*** Exercise input

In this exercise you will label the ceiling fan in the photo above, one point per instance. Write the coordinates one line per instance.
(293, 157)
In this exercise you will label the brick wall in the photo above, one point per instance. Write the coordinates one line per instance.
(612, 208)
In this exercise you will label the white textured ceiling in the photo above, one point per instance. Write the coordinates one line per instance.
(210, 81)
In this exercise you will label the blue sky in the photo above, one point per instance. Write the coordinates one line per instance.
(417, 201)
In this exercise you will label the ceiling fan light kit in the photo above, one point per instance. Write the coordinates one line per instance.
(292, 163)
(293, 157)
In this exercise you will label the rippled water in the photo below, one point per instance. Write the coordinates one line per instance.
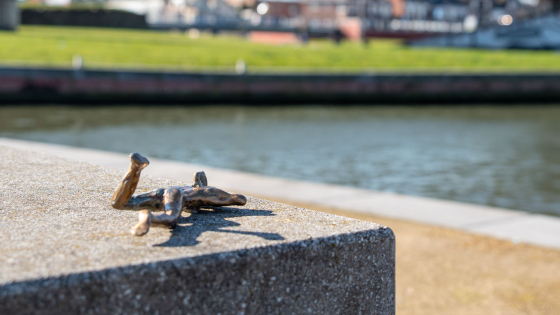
(500, 156)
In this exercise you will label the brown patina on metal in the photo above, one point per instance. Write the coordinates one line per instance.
(171, 200)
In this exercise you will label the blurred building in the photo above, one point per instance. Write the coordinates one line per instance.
(355, 19)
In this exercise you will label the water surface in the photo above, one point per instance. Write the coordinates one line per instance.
(499, 156)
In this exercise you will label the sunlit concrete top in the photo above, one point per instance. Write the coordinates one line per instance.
(517, 226)
(56, 219)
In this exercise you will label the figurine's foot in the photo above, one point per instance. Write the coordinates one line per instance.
(143, 225)
(200, 179)
(192, 210)
(139, 160)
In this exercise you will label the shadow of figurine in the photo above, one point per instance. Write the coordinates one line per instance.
(189, 228)
(171, 200)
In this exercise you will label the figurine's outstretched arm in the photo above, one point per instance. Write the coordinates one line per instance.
(130, 181)
(173, 201)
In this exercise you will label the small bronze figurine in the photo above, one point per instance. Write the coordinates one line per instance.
(172, 200)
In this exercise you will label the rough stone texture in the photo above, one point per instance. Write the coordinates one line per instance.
(65, 250)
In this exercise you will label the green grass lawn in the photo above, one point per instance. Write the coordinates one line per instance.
(110, 48)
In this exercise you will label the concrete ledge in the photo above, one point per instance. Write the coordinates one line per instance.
(518, 226)
(66, 251)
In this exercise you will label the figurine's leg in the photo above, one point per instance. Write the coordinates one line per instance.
(130, 181)
(173, 201)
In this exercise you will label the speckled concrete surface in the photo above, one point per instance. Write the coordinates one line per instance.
(65, 250)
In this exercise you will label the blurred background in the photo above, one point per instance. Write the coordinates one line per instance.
(447, 99)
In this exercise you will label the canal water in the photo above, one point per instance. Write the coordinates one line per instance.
(499, 156)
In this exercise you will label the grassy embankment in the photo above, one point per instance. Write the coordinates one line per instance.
(117, 48)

******

▶ **Aim of the exercise**: Copy every line of the data exactly as written, excluding the pictures.

▶ **Output**:
In this exercise you will label the ceiling fan in the photo above, one point per instance. Write the coordinates one line per instance.
(293, 157)
In this exercise you will label the brick wall in the photo above, one point per instance. Write the coordinates one line per instance.
(612, 208)
In this exercise you will label the white textured ceiling in the photo above, one point per instance. Write the coordinates one line per instance.
(210, 81)
In this exercise you will label the blue sky in the photo above, one point per instance. Write the coordinates one line per instance.
(417, 201)
In this exercise you will label the ceiling fan light kit in the photo above, one point per instance. Write the coordinates one line per instance.
(292, 163)
(293, 157)
In this exercise you will label the rippled water in the photo below, one point per instance. Write the coordinates one line per instance.
(500, 156)
In this exercise you will label the brown patina on metal in the photo above, one point per instance. Write the coordinates one line per instance.
(171, 200)
In this exercise you will label the blurred building in the photo above, one point per instance. Write the coordinates one line per instance.
(355, 19)
In this exercise you will label the water surface in the photo above, one point per instance. Write the coordinates one line per instance.
(499, 156)
In this exercise you will label the sunlit concrete top in the photo above, one point per instance. Write the coordinates one line per instance.
(517, 226)
(56, 219)
In this exercise you will label the figurine's foot in the photo above, one point per instance. Write the coordinates one line per instance.
(143, 225)
(200, 179)
(192, 210)
(139, 160)
In this exercise you will label the shadow of figurine in the photo above, one point per instance. Write the coordinates one line per instance.
(189, 228)
(171, 200)
In this exercise you will label the figurine's outstretched arm in the photo above, one point per instance. Write the coordinates one line per instance.
(130, 181)
(173, 201)
In this exercise you will label the small bronze figurine in the photo above, one point per instance. Write the coordinates one line per instance.
(172, 200)
In this exercise you will label the rough stone texture in the photo above, one point per instance. Write the coordinates one line per instance.
(65, 250)
In this exercise you will label the green grass lawn in the photo above, one point per instance. Write the coordinates one line per instance.
(110, 48)
In this exercise you will label the concrete ledge in the photo above, one point per instance. Write the coordinates one line per instance.
(518, 226)
(66, 251)
In this exercise you will label the figurine's leg in the photo above, one point per instance. Write the coordinates one line per instance.
(130, 181)
(173, 201)
In this exercise you will label the speckled concrete surface in the photo above, one point per instance. Write the coordinates one line per instance.
(65, 250)
In this exercise you will label the blurred background in the photo above, one point per instance. Write the coordinates one line per instance.
(447, 99)
In this exercise you will label the canal water in the photo above, one point per instance. Write the coordinates one line per instance.
(499, 156)
In this exercise you will label the grassy embankment in the photo above, one point per instance. Write the coordinates one line per instance.
(117, 48)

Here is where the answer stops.